__Excerpt__:
How does Void relate to your story (if it does at all?) 

There’s a song on there called “Pornocopia" that was just about being broken up really, really hard (with the girl I was telling you about with the pregnancy.)  I kinda just treated women as an object for a couple of years of my life. I know I  hurt a lot of people. I would sleep with girls that had boyfriends, I didn’t care about anything. I was shit. I’ve hurt a lot of people’s feelings, and as much as I can, I’ve gone back trying to apologize, tried to mend bridges. Sometimes I can’t, sometimes those bridges are burned forever and I really messed up people’s lives because of it. That’s something that I’d have to live with forever but it was because someone else fucked with me so hard. 

There’s another song that’s really short called “Humaphobia”. It’s how I’m so scared for state of human beings and how we treat each other in the world, how it’s seemingly crumbling around us. It stretches everywhere from how police treat people to how we treat people of different races. The world is not going to change. Especially if we don’t make a change. So for me, I have tried to be a less judgmental person, more open minded, not giving a shit about like what jeans someone’s wearing or tee shirt. That shit doesn’t fucking matter. I try to lead by example. It’s honestly the state of the world scares me. Police brutality cases are just a small side of it and judging people and this is something that scares the shit out of me man. Nothing’s going to happen if we don’t make a change. There’s no reset button. It’s not going to get better but just worse. It’s something on my mind, I’m always thinking about it. It freaks me out. Here’s the deal. We are the generation (laughs) I mean I’m older than you guys but we are part of the generation where everyone looks at and goes “Oh you guys are fuck ups”, “You guys are below it” We are part of a generation of owning more businesses, being in more touch of the earth, like we are a generation literally are kind of and can even more change the world. I am pretty proud of the generation we are in. Everyone needs to keep going. We need to keep pushing and going, and teach your future generations on what you did and about the shitty generations before us. You can write our wrongs, it’s not too far gone, it never is. This is another reason why I tell kids to change shit. Stop being so fucking judgmental in your high school, stop being a bully, be friends with people. Make people feel welcome. That’s something that’s always on my mind, especially going to high schools I’m like “Holy Fuck”. I talk to so many kids, and they say “I get bullied in high school because I wear black tee shirts and stuff” and it’s sometimes you can’t do anything about it. Like dude, put your head down and finish school, and when you get out man, who listen to my band, and go to shows, “You’re cool here man”, this is the place to be! These are constantly things on my mind man. This scene has so much acceptance. No one is cool here, You’re here because you are not cool. We are the other people. There’s no judgement here, y’kno?

__Work to complete__:
Please echo the passage from the interview starting with "There’s a song" and going on through "me so hard.".

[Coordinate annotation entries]
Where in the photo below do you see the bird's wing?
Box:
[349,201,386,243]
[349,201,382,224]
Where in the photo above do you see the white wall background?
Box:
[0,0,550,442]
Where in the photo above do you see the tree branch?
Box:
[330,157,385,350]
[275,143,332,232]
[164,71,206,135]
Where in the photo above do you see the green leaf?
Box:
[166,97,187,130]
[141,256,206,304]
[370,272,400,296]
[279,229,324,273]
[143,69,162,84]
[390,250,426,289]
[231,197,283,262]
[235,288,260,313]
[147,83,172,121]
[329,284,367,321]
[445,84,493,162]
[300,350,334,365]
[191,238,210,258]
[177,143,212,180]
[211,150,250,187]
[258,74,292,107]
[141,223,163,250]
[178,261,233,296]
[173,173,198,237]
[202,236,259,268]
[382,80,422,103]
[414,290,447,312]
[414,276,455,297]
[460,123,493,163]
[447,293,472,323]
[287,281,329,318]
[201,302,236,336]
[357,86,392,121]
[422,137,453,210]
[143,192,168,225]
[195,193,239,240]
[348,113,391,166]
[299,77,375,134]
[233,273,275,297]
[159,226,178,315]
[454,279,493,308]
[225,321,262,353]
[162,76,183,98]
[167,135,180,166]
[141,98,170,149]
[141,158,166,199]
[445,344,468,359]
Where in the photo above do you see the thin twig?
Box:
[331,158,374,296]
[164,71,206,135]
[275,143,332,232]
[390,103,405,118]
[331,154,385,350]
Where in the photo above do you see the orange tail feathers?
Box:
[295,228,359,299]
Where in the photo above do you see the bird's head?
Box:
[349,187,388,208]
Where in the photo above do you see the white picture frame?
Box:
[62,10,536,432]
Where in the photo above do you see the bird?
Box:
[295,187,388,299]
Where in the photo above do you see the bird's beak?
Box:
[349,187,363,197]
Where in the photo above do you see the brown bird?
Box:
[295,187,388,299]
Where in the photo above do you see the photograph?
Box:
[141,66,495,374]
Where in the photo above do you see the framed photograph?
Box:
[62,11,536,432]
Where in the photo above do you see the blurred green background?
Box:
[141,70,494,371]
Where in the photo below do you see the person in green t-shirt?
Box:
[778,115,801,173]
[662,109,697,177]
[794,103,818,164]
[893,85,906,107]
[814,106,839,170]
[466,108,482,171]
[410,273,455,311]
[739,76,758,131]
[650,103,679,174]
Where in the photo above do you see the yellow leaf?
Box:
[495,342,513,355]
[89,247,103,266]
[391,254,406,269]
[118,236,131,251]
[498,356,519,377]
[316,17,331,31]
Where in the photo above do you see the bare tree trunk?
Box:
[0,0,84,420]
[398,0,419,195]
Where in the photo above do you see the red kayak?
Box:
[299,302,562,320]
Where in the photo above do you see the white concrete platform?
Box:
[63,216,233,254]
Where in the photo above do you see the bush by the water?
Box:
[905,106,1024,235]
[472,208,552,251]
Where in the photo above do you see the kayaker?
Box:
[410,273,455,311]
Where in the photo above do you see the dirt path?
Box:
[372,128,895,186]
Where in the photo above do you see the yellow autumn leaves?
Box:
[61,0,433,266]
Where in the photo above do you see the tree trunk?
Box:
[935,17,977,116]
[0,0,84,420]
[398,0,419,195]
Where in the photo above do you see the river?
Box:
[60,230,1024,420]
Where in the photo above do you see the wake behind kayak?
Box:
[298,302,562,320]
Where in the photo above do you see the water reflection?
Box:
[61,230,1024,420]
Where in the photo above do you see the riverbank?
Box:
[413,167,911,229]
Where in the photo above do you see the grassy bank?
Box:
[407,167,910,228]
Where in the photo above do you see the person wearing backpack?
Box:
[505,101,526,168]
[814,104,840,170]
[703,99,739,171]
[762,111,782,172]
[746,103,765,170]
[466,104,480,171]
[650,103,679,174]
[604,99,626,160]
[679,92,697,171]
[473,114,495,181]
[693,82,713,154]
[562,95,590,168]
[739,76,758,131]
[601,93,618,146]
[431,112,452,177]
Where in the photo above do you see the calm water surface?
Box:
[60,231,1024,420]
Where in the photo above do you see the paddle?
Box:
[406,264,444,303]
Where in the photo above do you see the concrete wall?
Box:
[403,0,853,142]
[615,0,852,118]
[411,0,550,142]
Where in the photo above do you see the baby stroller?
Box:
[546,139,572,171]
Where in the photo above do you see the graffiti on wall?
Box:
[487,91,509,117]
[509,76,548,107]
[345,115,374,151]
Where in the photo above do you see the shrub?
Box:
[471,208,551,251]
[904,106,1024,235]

__Response__:
There’s a song on there called “Pornocopia" that was just about being broken up really, really hard (with the girl I was telling you about with the pregnancy.)  I kinda just treated women as an object for a couple of years of my life. I know I  hurt a lot of people. I would sleep with girls that had boyfriends, I didn’t care about anything. I was shit. I’ve hurt a lot of people’s feelings, and as much as I can, I’ve gone back trying to apologize, tried to mend bridges. Sometimes I can’t, sometimes those bridges are burned forever and I really messed up people’s lives because of it. That’s something that I’d have to live with forever but it was because someone else fucked with me so hard.